> _Exercise aim_
Reproduce every line of the records below verbatim.

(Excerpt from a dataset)
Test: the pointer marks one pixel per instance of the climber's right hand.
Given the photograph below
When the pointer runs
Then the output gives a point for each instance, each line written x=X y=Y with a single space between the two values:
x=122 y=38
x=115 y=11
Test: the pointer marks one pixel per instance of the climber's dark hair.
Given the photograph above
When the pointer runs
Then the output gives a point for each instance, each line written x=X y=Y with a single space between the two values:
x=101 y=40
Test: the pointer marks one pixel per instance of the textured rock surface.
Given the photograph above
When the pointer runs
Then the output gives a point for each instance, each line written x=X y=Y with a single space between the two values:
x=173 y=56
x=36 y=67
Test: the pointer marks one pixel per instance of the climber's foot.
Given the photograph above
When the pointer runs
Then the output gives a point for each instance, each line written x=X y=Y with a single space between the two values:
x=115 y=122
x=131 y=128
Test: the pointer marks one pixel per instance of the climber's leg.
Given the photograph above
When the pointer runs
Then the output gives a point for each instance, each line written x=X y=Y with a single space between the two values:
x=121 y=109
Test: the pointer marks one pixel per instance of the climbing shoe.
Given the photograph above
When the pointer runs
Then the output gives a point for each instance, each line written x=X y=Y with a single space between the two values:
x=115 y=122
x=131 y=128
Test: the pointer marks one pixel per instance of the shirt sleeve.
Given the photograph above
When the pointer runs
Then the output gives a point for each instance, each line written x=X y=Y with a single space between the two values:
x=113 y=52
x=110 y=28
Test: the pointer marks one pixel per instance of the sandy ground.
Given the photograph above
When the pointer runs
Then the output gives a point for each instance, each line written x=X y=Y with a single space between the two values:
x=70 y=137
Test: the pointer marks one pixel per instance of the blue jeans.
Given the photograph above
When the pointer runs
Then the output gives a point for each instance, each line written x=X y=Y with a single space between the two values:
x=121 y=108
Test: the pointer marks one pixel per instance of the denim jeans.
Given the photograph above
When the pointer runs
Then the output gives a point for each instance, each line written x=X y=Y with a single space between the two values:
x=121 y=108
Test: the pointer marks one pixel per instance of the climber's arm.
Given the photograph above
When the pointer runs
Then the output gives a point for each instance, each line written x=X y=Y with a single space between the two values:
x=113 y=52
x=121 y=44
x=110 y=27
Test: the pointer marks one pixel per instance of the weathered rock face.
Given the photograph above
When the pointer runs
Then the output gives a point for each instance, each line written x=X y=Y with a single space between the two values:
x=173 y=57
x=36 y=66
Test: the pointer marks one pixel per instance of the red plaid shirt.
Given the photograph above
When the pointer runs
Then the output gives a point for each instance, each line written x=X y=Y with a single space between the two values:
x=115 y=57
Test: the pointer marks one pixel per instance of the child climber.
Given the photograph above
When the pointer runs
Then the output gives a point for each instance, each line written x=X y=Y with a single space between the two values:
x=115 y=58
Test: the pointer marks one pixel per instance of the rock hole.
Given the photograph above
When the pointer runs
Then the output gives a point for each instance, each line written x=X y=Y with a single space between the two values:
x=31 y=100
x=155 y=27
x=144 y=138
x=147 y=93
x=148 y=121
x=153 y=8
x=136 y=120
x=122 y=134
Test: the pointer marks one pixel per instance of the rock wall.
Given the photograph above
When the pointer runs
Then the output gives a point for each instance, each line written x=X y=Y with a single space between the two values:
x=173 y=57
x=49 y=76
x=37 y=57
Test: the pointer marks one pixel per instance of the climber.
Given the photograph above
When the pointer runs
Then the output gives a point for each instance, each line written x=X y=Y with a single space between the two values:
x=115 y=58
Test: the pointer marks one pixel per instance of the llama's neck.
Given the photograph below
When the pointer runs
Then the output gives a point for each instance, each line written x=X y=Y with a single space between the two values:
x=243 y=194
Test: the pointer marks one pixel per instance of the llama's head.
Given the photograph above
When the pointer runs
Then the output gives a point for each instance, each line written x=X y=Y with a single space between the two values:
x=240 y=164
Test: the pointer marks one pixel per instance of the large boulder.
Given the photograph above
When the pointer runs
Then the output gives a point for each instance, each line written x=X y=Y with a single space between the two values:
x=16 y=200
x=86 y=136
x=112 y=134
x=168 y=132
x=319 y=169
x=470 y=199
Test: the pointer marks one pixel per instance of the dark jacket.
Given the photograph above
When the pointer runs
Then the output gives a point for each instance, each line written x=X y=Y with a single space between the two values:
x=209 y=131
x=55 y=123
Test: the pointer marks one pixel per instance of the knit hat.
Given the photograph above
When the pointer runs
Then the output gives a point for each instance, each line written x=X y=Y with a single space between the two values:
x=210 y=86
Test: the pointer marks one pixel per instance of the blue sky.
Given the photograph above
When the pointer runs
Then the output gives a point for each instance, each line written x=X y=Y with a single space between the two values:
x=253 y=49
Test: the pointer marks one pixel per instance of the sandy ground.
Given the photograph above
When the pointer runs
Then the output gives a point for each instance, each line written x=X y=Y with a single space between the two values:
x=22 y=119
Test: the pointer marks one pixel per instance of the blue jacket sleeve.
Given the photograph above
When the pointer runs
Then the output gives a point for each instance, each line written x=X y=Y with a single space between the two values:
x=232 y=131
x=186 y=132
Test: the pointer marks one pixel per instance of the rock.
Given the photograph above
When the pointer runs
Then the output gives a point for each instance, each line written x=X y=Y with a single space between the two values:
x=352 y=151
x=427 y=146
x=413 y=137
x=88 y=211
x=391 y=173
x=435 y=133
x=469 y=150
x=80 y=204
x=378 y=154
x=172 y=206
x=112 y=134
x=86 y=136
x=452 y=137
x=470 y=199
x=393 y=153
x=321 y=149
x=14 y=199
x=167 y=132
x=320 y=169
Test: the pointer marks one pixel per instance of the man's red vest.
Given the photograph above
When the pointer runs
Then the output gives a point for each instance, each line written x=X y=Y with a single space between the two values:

> _Answer for the task_
Test: the pointer marks one pixel per instance of the climber's right hand.
Given the photograph below
When the pointer runs
Then the output gives a point for each instance, each line written x=X y=Y with a single space between the two values:
x=122 y=38
x=115 y=11
Test: the pointer marks one pixel per instance of the climber's dark hair.
Given the photograph above
When the pointer runs
Then the output gives a point for each instance, each line written x=X y=Y with a single space between the two values:
x=101 y=40
Test: the pointer marks one pixel per instance of the textured rock surface.
Given the photograph above
When the pointer runs
Then the output gives a point for each instance, each line written x=X y=Y with a single space between the two values:
x=173 y=56
x=36 y=67
Test: the pointer marks one pixel per instance of the climber's foot.
Given the photograph above
When the pointer runs
Then the output gives a point for each instance, each line written x=X y=Y with a single space between the two values:
x=115 y=122
x=131 y=128
Test: the pointer marks one pixel per instance of the climber's leg.
Given the photograph above
When the pointer runs
Then the output gives a point for each instance, each line written x=X y=Y with a single space between the two values:
x=121 y=109
Test: the pointer marks one pixel per instance of the climbing shoe.
Given the photograph above
When the pointer runs
Then the output gives a point for each instance, each line written x=X y=Y with a single space between the two values:
x=115 y=122
x=131 y=128
Test: the pointer marks one pixel per instance of the shirt sleeve.
Given the photograph above
When the pointer runs
Then the output gives a point for each instance, each line written x=X y=Y with a single space between the two values:
x=113 y=52
x=110 y=28
Test: the pointer marks one pixel per instance of the sandy ground.
Given the photograph above
When the pointer runs
Then the output gives a point for each instance, each line written x=X y=Y with a single space between the two values:
x=70 y=137
Test: the pointer marks one pixel per instance of the blue jeans.
Given the photograph above
When the pointer runs
Then the output gives a point for each instance, each line written x=X y=Y with a single space between the two values:
x=121 y=108
Test: the pointer marks one pixel per instance of the denim jeans.
Given the photograph above
When the pointer runs
Then the output gives a point for each instance, each line written x=X y=Y with a single space between the two values:
x=121 y=108
Test: the pointer marks one pixel per instance of the climber's arm.
Given the photograph above
When the pointer runs
Then the output gives a point for each instance, each line written x=X y=Y with a single space between the two values:
x=113 y=52
x=121 y=44
x=110 y=27
Test: the pointer marks one pixel per instance of the weathered rock face.
Given the photograph above
When the pointer runs
Then the output gives a point for each instance, each line written x=X y=Y with a single space between the two values:
x=173 y=57
x=36 y=66
Test: the pointer marks one pixel per instance of the red plaid shirt.
Given the photograph above
When the pointer runs
Then the output gives a point for each instance, each line written x=X y=Y with a single space between the two values:
x=115 y=57
Test: the pointer marks one pixel per instance of the child climber.
Given the photograph above
When the pointer runs
Then the output gives a point for each instance, each line written x=X y=Y with a single space between the two values:
x=115 y=58
Test: the pointer marks one pixel per instance of the rock hole.
Given the photograph above
When the pointer runs
Then the output gives a point for each instance, each line written x=X y=Y with a single space between the two values:
x=31 y=100
x=155 y=27
x=144 y=138
x=147 y=93
x=148 y=121
x=153 y=8
x=136 y=120
x=122 y=134
Test: the pointer marks one pixel per instance of the rock wall.
Given the photograph above
When the pointer runs
Then the output gives a point for each instance, each line written x=X y=Y with a single space between the two values:
x=173 y=57
x=49 y=76
x=37 y=57
Test: the pointer marks one pixel per instance of the climber.
Given the photograph above
When the pointer runs
Then the output gives a point for each instance, each line written x=X y=Y with a single space between the two values:
x=115 y=58
Test: the pointer marks one pixel per instance of the llama's neck.
Given the photograph below
When the pointer runs
Then the output gives a point for each instance, each line written x=X y=Y with a single space between the two values:
x=243 y=194
Test: the pointer marks one pixel per instance of the llama's head.
Given the photograph above
When the pointer runs
Then the output gives a point for each instance, each line written x=X y=Y with a single space between the two values:
x=240 y=164
Test: the pointer marks one pixel per instance of the large boulder.
Given the photograph above
When the pointer runs
Then the output gives a point for each instance, each line written x=X y=Y with a single space between the two values:
x=16 y=200
x=86 y=136
x=112 y=134
x=168 y=132
x=319 y=169
x=470 y=199
Test: the pointer marks one pixel per instance of the dark jacket.
Given the photograph above
When the pointer runs
Then the output gives a point for each instance, each line written x=X y=Y with a single space between the two values:
x=209 y=131
x=55 y=123
Test: the pointer marks one pixel per instance of the knit hat.
Given the photograph above
When the pointer runs
Then the output gives a point for each instance, each line written x=X y=Y with a single space between the two values:
x=210 y=86
Test: the pointer marks one pixel per instance of the blue sky.
Given the photograph above
When the pointer runs
Then the output gives a point for each instance, each line written x=X y=Y with a single space between the two values:
x=253 y=49
Test: the pointer marks one pixel per instance of the sandy ground.
Given the photograph above
When the pointer runs
Then the output gives a point for each instance, each line written x=X y=Y with a single space between the two values:
x=22 y=119
Test: the pointer marks one pixel per instance of the blue jacket sleeve.
Given the photograph above
When the pointer runs
Then the output gives a point for each instance, each line written x=X y=Y with a single space between the two values:
x=232 y=131
x=186 y=132
Test: the pointer marks one pixel per instance of the rock.
Given the photograph above
When the pointer runs
Then the output gives a point for each instance, each line written x=X y=Y with a single space between the two values:
x=352 y=151
x=427 y=146
x=413 y=137
x=88 y=211
x=391 y=173
x=435 y=133
x=469 y=150
x=80 y=204
x=378 y=154
x=172 y=206
x=112 y=134
x=86 y=136
x=452 y=137
x=470 y=199
x=393 y=153
x=321 y=149
x=14 y=199
x=167 y=132
x=320 y=169
Test: the pointer marks one pixel per instance of the man's red vest.
Given the photograph above
When the pointer runs
Then the output gives a point for each instance, each line written x=X y=Y with a single space between the two values:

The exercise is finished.